Texte cité:
Dans un souci de cohérence concernant le traitement des établissements stables, les députés ont jugé essentiel que les États membres appliquent, à la fois dans la législation concernée et dans les conventions fiscales bilatérales, une définition commune de l'établissement stable.

Selon le texte amendé, cette définition devrait désigner toute installation fixe d'affaires située dans un État membre dans laquelle l'activité d'une société d'un autre État membre est exercée en tout ou partie; cela recouvrirait également les cas dans lesquels des sociétés se livrant à des activités numériques complètement dématérialisées sont considérées comme ayant un établissement stable dans un État membre si elles maintiennent une présence significative dans l'économie de cet État membre.

Énoncé de la tâche: Extrayez du texte sur l'établissement stable le passage qui commence par les mots contenant « Dans un souci » et se termine par « de l'établissement stable. », sans y changer quoi que ce soit.

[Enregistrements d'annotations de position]
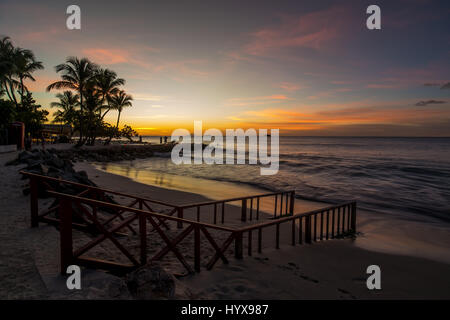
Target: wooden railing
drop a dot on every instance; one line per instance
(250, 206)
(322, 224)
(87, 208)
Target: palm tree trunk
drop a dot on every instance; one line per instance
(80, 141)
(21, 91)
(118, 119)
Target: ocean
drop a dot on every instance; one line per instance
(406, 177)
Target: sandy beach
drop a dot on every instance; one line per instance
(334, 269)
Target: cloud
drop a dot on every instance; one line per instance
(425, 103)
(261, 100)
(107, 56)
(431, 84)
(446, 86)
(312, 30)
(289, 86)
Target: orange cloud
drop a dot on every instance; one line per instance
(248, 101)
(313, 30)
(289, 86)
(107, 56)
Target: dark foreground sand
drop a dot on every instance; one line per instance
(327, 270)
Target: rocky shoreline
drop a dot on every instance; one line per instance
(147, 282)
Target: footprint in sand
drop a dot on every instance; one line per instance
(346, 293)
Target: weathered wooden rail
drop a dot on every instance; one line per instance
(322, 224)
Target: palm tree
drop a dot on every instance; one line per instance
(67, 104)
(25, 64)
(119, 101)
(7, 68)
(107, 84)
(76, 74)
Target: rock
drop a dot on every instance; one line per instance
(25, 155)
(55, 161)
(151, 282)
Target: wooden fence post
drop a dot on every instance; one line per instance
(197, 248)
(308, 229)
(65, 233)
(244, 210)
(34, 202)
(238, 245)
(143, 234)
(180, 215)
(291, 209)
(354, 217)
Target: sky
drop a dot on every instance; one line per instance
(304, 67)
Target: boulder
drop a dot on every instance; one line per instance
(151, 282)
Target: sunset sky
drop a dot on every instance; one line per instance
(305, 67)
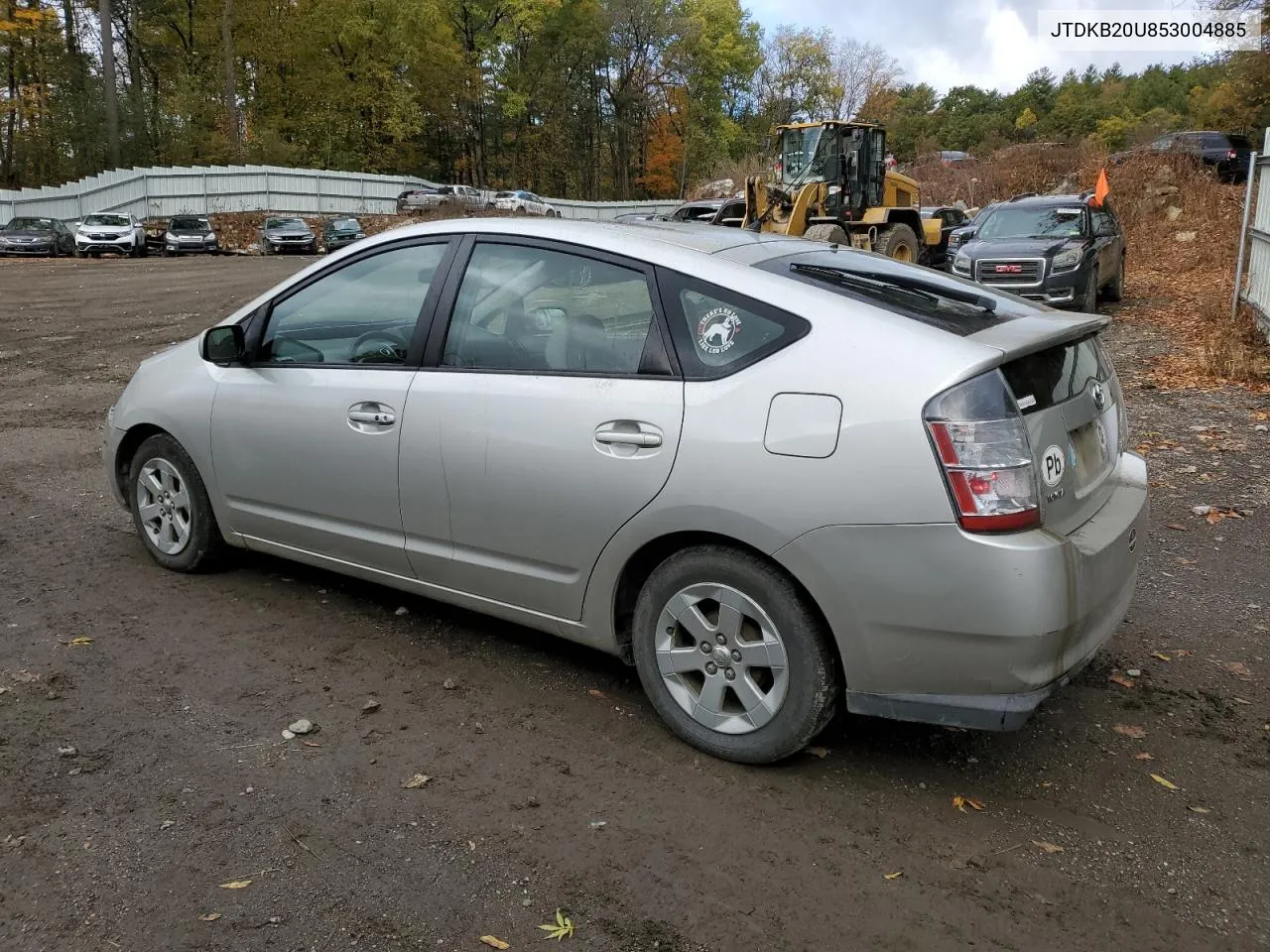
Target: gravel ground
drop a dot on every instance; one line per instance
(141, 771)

--

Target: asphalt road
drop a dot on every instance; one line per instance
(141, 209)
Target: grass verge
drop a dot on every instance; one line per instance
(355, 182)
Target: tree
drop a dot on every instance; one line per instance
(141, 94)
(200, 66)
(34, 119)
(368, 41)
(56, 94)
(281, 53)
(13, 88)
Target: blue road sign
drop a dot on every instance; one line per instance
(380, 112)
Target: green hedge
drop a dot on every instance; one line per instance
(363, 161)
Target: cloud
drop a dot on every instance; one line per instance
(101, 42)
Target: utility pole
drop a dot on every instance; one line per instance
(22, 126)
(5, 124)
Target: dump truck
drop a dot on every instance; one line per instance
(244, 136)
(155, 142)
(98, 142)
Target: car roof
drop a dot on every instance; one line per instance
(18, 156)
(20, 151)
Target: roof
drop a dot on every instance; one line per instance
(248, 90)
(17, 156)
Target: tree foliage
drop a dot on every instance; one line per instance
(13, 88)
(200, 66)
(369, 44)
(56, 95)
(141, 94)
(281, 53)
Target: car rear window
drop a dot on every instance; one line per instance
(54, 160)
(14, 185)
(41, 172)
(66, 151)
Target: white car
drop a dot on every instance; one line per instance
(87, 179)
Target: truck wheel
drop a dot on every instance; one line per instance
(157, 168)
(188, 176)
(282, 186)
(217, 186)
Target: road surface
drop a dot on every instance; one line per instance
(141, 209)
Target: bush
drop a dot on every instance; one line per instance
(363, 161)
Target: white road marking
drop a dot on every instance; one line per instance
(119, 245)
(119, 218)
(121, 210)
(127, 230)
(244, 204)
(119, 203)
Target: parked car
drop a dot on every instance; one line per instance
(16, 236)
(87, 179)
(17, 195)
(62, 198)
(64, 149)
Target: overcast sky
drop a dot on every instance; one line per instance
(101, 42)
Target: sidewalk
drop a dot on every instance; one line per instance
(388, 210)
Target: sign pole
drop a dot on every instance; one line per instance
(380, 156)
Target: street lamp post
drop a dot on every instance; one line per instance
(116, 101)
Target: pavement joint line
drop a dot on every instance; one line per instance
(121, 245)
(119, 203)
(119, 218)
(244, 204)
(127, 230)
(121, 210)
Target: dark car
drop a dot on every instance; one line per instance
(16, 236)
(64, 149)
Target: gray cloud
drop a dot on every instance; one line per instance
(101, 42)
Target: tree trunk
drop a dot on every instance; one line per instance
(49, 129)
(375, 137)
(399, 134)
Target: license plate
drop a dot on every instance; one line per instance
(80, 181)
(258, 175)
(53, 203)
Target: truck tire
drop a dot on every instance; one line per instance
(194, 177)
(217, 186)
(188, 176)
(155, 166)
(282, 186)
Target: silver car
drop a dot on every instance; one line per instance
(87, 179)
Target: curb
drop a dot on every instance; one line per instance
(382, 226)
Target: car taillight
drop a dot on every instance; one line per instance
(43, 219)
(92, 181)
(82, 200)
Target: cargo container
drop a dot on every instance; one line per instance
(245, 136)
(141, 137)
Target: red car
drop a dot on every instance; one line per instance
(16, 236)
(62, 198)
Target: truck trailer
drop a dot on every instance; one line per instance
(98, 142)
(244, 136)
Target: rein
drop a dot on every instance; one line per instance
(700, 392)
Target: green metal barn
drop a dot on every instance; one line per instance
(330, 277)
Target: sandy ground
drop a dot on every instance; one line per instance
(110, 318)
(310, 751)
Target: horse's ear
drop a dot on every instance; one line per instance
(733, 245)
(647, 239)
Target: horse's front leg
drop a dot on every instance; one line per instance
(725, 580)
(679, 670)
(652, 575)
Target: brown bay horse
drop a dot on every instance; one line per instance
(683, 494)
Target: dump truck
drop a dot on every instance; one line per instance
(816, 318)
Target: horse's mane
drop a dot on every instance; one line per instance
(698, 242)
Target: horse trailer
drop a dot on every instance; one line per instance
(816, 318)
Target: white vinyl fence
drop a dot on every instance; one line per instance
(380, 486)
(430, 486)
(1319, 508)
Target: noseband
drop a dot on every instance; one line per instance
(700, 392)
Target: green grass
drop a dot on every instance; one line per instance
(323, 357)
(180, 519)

...

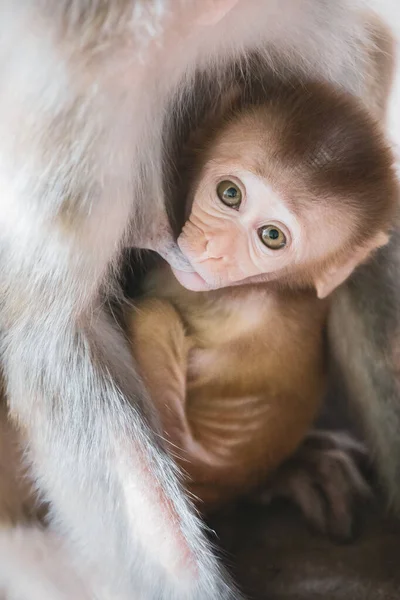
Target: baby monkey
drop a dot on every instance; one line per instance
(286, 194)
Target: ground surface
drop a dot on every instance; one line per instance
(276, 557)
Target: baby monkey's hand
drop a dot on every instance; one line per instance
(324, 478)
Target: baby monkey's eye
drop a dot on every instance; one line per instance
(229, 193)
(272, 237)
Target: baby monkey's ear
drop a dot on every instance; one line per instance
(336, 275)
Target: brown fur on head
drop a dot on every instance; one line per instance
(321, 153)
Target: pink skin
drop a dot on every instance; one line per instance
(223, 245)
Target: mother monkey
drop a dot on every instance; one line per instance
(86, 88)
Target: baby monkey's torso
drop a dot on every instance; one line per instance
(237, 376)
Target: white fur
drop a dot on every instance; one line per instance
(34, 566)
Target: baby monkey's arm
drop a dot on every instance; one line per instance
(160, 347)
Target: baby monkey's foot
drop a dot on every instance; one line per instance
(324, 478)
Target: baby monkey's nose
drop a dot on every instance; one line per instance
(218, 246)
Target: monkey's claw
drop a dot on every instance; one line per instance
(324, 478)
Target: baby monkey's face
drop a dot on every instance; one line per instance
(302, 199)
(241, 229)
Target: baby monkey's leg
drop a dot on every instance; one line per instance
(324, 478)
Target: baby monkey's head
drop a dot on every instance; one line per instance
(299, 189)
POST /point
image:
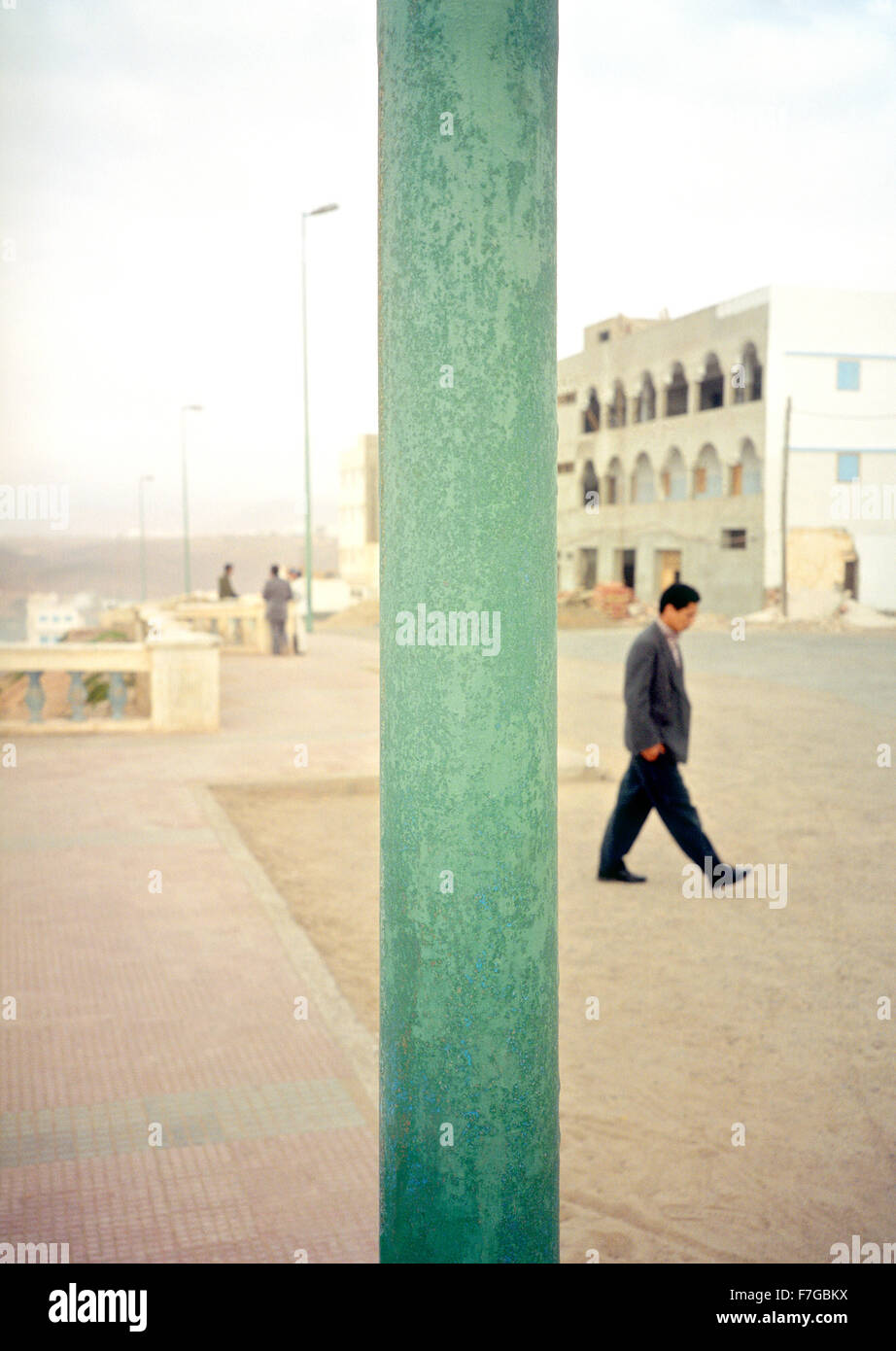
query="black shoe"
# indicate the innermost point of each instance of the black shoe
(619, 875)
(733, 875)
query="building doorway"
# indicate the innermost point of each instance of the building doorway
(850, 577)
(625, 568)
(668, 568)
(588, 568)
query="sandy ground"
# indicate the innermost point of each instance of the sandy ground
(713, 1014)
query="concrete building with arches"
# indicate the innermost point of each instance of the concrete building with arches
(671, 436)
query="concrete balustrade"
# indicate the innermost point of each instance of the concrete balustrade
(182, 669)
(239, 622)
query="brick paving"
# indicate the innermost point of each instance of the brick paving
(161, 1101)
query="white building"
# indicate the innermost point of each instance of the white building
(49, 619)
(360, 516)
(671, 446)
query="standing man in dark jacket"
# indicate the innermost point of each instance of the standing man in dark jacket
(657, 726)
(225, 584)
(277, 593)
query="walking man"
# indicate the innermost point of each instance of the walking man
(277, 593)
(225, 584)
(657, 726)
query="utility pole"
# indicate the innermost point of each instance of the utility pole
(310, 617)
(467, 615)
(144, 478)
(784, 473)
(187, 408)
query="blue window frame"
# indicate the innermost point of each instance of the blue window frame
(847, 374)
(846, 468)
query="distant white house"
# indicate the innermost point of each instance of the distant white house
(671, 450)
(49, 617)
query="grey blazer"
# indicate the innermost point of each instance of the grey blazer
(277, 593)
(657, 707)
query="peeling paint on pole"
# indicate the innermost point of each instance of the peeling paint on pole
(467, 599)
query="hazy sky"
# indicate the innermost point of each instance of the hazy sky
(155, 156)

Solution du problème:
Dans un souci de cohérence concernant le traitement des établissements stables, les députés ont jugé essentiel que les États membres appliquent, à la fois dans la législation concernée et dans les conventions fiscales bilatérales, une définition commune de l'établissement stable.